TO BE DONE.
(a) In the blog post on raising LaTeX's memory for pgfplots, what does the author give as the solution to LaTeX running out of memory?
(b) Proceed with the blog post on raising LaTeX's memory for pgfplots, beginning immediately after its final sentence.

** Start EXCERPTED PASSAGE **

This article originally appeared on http://olezfdtd.wordpress.com I’ve copied it over to my current blog to consolidate all my blogging efforts over the years in one place.
Latex is a very powerful typesetting application. A powerful package to be used with this is pgfplots, which allows you to render your plots using the latex engine. Unfortunately the default latex settings assume you’re running latex on an ancient 20 MHz 486 with less ram than your average mobile phone. This is ok if you’re just asking it to process text, but if you’re using pgfplots it will run out of memory trying to draw your images.
The solution is to increase the amount of memory latex uses.
Windows - Miktex
We’re doing this in the windows command line. You can get to this by opening the start menu and do run ...

** End EXCERPTED PASSAGE **
** Start STORED RECORDS **

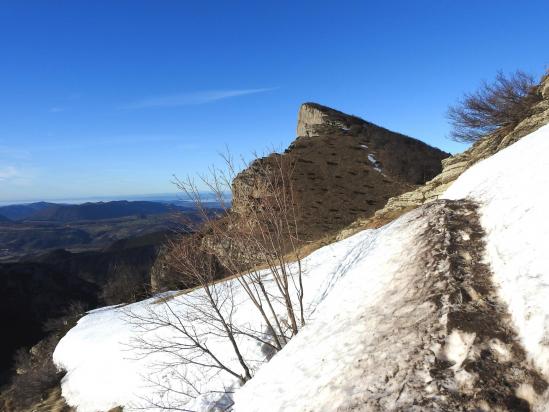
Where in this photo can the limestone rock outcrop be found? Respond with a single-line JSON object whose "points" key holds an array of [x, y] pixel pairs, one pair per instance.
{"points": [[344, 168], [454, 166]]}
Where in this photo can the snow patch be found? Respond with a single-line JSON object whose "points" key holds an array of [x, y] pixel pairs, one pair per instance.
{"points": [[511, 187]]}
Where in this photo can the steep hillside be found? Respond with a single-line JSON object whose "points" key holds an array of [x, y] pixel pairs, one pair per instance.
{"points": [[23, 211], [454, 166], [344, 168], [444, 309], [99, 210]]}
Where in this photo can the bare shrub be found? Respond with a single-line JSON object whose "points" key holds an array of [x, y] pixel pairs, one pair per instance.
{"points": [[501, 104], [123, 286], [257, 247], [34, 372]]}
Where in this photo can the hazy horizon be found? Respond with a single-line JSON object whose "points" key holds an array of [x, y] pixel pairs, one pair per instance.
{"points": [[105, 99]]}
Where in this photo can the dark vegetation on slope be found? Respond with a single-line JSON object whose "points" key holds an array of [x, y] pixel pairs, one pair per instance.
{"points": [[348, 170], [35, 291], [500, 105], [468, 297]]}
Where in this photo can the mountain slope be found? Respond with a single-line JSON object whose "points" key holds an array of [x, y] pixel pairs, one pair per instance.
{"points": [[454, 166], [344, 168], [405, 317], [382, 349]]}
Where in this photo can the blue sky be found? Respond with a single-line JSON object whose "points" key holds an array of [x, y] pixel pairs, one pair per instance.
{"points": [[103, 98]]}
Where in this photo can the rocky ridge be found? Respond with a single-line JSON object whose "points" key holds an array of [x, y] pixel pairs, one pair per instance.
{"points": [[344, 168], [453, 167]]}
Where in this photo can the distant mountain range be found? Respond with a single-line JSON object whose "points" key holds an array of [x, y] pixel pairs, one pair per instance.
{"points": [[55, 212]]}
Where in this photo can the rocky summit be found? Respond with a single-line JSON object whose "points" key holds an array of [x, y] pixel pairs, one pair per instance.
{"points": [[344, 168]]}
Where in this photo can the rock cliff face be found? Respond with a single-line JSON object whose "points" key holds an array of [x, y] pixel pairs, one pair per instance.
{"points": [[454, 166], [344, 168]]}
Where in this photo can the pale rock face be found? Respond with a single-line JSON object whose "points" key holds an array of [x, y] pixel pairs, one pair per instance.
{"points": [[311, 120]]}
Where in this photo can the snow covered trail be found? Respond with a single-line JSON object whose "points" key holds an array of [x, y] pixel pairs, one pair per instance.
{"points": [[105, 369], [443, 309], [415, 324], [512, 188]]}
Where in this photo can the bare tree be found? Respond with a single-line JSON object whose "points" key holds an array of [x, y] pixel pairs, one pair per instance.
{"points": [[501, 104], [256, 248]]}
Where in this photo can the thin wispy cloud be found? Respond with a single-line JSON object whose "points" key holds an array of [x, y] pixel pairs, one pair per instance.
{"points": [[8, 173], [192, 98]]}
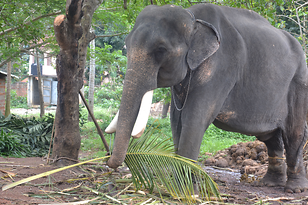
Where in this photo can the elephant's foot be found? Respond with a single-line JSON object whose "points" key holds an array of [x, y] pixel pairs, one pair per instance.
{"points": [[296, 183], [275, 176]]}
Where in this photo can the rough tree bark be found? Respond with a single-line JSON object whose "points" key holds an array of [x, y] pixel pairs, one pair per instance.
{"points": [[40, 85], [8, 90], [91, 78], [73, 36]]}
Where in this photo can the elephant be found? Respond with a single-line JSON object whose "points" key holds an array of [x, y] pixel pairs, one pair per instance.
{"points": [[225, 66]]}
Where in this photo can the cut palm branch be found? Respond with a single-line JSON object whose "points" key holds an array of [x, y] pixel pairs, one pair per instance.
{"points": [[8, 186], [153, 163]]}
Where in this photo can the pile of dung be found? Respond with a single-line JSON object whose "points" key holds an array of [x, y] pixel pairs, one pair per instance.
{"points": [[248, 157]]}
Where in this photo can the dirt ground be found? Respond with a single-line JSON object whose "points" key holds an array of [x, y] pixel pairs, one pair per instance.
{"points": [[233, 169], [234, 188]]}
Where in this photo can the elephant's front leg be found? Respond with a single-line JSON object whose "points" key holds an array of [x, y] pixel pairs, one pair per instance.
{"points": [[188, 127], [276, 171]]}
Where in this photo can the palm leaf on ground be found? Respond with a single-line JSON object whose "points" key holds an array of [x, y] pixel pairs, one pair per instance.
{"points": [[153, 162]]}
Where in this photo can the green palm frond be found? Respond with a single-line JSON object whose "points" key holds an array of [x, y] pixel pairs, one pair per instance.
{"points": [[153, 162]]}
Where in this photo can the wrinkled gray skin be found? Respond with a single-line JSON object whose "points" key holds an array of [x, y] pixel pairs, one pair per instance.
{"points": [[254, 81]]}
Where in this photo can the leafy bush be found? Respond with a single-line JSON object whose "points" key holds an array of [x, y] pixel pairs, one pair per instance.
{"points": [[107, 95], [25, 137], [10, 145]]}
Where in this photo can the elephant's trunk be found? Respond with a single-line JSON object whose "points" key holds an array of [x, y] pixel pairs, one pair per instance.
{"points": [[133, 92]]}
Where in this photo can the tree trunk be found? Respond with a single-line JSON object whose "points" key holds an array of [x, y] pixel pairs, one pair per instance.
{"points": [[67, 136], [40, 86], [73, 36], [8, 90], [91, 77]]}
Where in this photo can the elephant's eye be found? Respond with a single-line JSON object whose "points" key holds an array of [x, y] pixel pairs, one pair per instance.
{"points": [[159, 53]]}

** End STORED RECORDS **

IN RESPONSE.
(a) The solution is to increase the amount of memory LaTeX uses.

(b)
. Type cmd
to start the terminal. On vista and up, you can just type cmd
in the search field.
-
Go the folder where Miktex is installed. Most likely this is
C:\Program Files\Miktex 2.7\
-
Go to the subfolder
Miktex
-
Go to the subfolder
bin
-
run
bash initexmf --edit-config-file=pdflatex
Replacepdflatex
withlatex
orxetex
if you’re using that. -
You’ll get a notepad screen with a file called
pdflatex.ini
. Add the linemain_memory=2000000
Don’t worry about the exact number, just make it big. -
Save the file
-
run
bash initexmf --dump=pdflatex
-
That’s it. Enjoy your nice pgfplots figures
Linux - Texlive
Do the following things in a terminal as root.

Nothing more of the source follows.